#### EXERCISE INSTRUCTIONS
Can you rewrite all of the material below as a JSON list of strings, one string per line, with blank lines omitted and the pictures left out?

#### EXTRACTED ENTRIES
▼▼▼

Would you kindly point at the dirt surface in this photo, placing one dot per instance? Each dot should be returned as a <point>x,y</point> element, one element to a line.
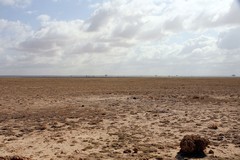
<point>117,118</point>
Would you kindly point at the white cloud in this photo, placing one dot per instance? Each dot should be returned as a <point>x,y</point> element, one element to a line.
<point>129,37</point>
<point>229,39</point>
<point>16,3</point>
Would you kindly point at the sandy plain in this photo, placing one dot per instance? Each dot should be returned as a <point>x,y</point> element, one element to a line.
<point>117,118</point>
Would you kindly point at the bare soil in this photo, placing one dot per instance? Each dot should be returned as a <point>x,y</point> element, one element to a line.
<point>117,118</point>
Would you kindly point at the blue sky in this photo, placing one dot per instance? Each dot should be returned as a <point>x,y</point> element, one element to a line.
<point>120,37</point>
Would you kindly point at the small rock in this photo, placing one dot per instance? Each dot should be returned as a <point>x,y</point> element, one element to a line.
<point>135,150</point>
<point>127,151</point>
<point>211,151</point>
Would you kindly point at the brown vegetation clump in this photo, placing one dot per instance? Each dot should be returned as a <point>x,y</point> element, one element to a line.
<point>213,126</point>
<point>14,158</point>
<point>193,144</point>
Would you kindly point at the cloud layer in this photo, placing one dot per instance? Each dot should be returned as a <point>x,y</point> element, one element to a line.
<point>124,37</point>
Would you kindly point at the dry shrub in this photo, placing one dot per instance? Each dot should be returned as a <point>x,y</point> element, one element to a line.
<point>193,144</point>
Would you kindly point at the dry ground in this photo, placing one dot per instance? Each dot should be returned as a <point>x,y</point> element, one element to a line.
<point>117,118</point>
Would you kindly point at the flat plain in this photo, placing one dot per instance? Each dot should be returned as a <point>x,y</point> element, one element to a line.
<point>117,118</point>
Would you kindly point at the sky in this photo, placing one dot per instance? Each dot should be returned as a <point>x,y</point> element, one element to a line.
<point>120,37</point>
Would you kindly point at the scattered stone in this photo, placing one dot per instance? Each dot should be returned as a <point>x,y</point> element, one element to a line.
<point>193,144</point>
<point>211,151</point>
<point>135,150</point>
<point>213,126</point>
<point>127,151</point>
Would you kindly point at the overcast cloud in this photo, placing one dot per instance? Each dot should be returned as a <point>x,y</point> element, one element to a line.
<point>120,37</point>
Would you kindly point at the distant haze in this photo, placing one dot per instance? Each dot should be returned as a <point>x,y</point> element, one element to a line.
<point>120,37</point>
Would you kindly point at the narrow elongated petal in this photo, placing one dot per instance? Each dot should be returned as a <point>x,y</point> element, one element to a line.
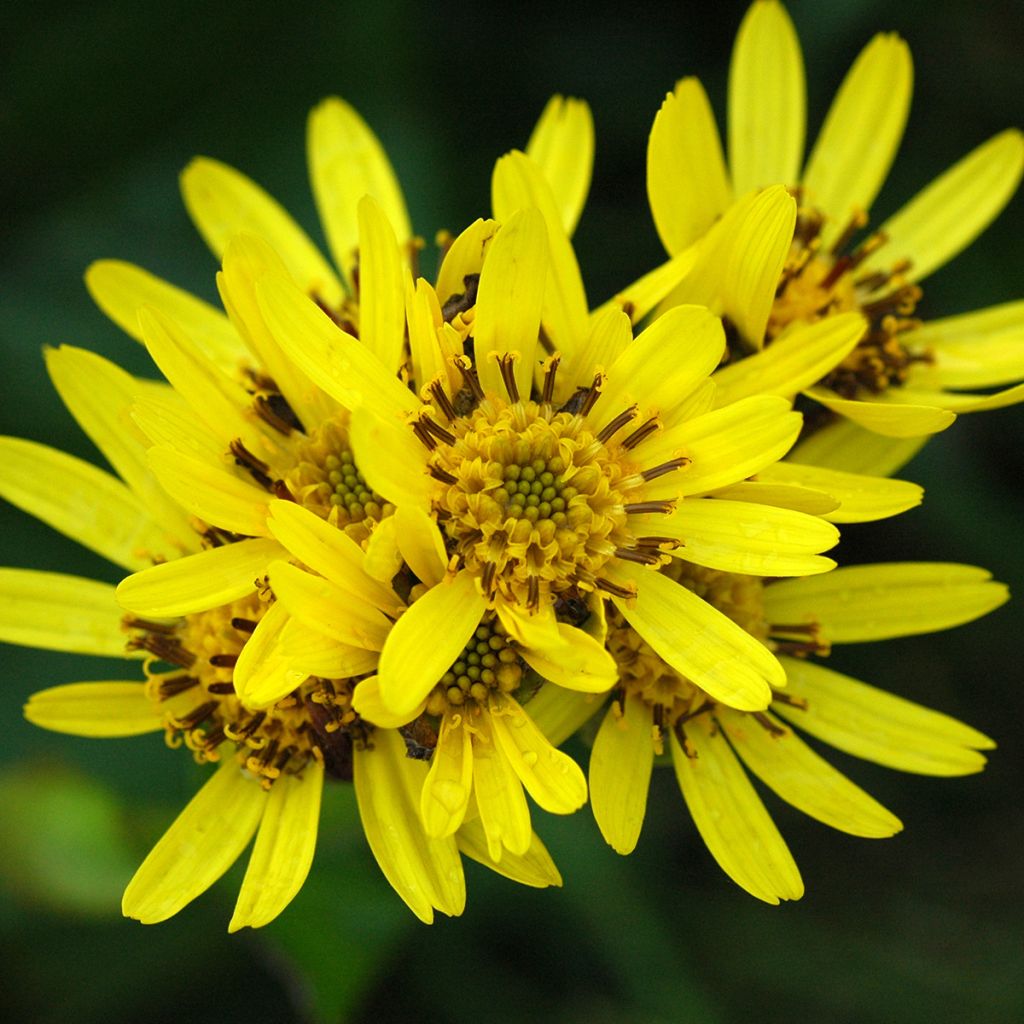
<point>122,289</point>
<point>857,603</point>
<point>861,133</point>
<point>739,537</point>
<point>446,790</point>
<point>347,162</point>
<point>284,849</point>
<point>59,612</point>
<point>424,871</point>
<point>687,184</point>
<point>620,772</point>
<point>723,446</point>
<point>797,360</point>
<point>877,726</point>
<point>510,300</point>
<point>976,349</point>
<point>861,499</point>
<point>784,763</point>
<point>425,642</point>
<point>889,416</point>
<point>954,209</point>
<point>330,552</point>
<point>698,641</point>
<point>767,100</point>
<point>732,820</point>
<point>223,203</point>
<point>204,841</point>
<point>205,580</point>
<point>535,867</point>
<point>551,777</point>
<point>845,445</point>
<point>562,146</point>
<point>382,287</point>
<point>99,395</point>
<point>84,503</point>
<point>663,366</point>
<point>518,183</point>
<point>212,494</point>
<point>504,812</point>
<point>333,359</point>
<point>99,710</point>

▲▲▲

#### OUTPUT
[
  "Would you kindly point at the dirt surface in this photo, placing one dot per instance? Each dot should be returned as a <point>x,y</point> element, one element to a line.",
  "<point>117,118</point>",
  "Would you kindly point at the white cloud in this photo, placing one dot per instance? Each dot should be returned as a <point>x,y</point> element, one element to a line.",
  "<point>129,37</point>",
  "<point>229,39</point>",
  "<point>16,3</point>",
  "Would you kindly point at the sandy plain in this photo, placing one dot per instance? Each dot should be returned as a <point>x,y</point> element, one element to a line.",
  "<point>117,118</point>",
  "Would you kindly point at the bare soil in this photo, placing one dot per instance? Each dot should be returned as a <point>x,y</point> element, one element to a line.",
  "<point>117,118</point>",
  "Would you kindly point at the blue sky in this photo, placing one dot per instance? Each dot should be returned as a <point>x,y</point> element, one element to a line.",
  "<point>120,37</point>",
  "Would you kindly point at the small rock in this photo, placing one dot per instance? Each dot should be returned as a <point>x,y</point> element, one element to a line.",
  "<point>135,150</point>",
  "<point>127,151</point>",
  "<point>211,151</point>",
  "Would you kindly point at the brown vegetation clump in this photo, placing one dot per instance? Each dot should be returned as a <point>x,y</point> element, one element to a line.",
  "<point>213,126</point>",
  "<point>14,158</point>",
  "<point>193,144</point>",
  "Would you kindly point at the cloud layer in this photo, placing one dot per instance? Each dot should be returned as a <point>x,y</point> element, one element to a line.",
  "<point>124,37</point>",
  "Would you kindly point at the dry shrub in this photo, placing one dot per instance? Each dot should be returned as a <point>x,y</point> element, one element to a line.",
  "<point>193,144</point>",
  "Would you kindly point at the dry ground in this photo, placing one dot per instance? Each dot should be returned as a <point>x,y</point> element, one element to a line.",
  "<point>117,118</point>",
  "Would you kindly point at the flat plain in this photo, placing one dot per instance? Each dot should be returned as a <point>x,y</point> element, one element to a line.",
  "<point>117,118</point>",
  "Would you kindly point at the sky in this photo, placing one dot per instance? Each dot should be returned as a <point>x,y</point> element, one element to a line.",
  "<point>120,37</point>",
  "Would you kindly point at the scattered stone in this photo, placing one dot per instance? Each dot should be returned as a <point>x,y</point> element, one element to a line.",
  "<point>193,144</point>",
  "<point>211,151</point>",
  "<point>135,150</point>",
  "<point>213,126</point>",
  "<point>127,151</point>",
  "Would you kindly point at the overcast cloud in this photo, placing one dot per instance? Each dot should be returned as a <point>x,y</point> element, one element to a line.",
  "<point>120,37</point>",
  "Would you kindly point at the distant haze in this photo, placing one dot per instance? Each dot should be returned as a <point>x,y</point> element, one element to a line.",
  "<point>120,37</point>",
  "Would you kindly point at the narrow elongated petal in this photo, placing one dot per instance? Each dot should be returned as a <point>x,y</point> element, one element to a line.",
  "<point>122,289</point>",
  "<point>857,603</point>",
  "<point>861,133</point>",
  "<point>739,537</point>",
  "<point>446,790</point>",
  "<point>347,162</point>",
  "<point>284,849</point>",
  "<point>59,612</point>",
  "<point>424,871</point>",
  "<point>687,184</point>",
  "<point>620,772</point>",
  "<point>723,446</point>",
  "<point>797,360</point>",
  "<point>877,726</point>",
  "<point>510,300</point>",
  "<point>976,349</point>",
  "<point>861,499</point>",
  "<point>784,763</point>",
  "<point>425,642</point>",
  "<point>889,416</point>",
  "<point>954,209</point>",
  "<point>330,552</point>",
  "<point>698,641</point>",
  "<point>767,100</point>",
  "<point>732,820</point>",
  "<point>223,203</point>",
  "<point>204,841</point>",
  "<point>205,580</point>",
  "<point>535,867</point>",
  "<point>551,777</point>",
  "<point>845,445</point>",
  "<point>562,146</point>",
  "<point>382,287</point>",
  "<point>99,395</point>",
  "<point>84,503</point>",
  "<point>663,366</point>",
  "<point>518,183</point>",
  "<point>212,494</point>",
  "<point>504,812</point>",
  "<point>333,359</point>",
  "<point>99,710</point>"
]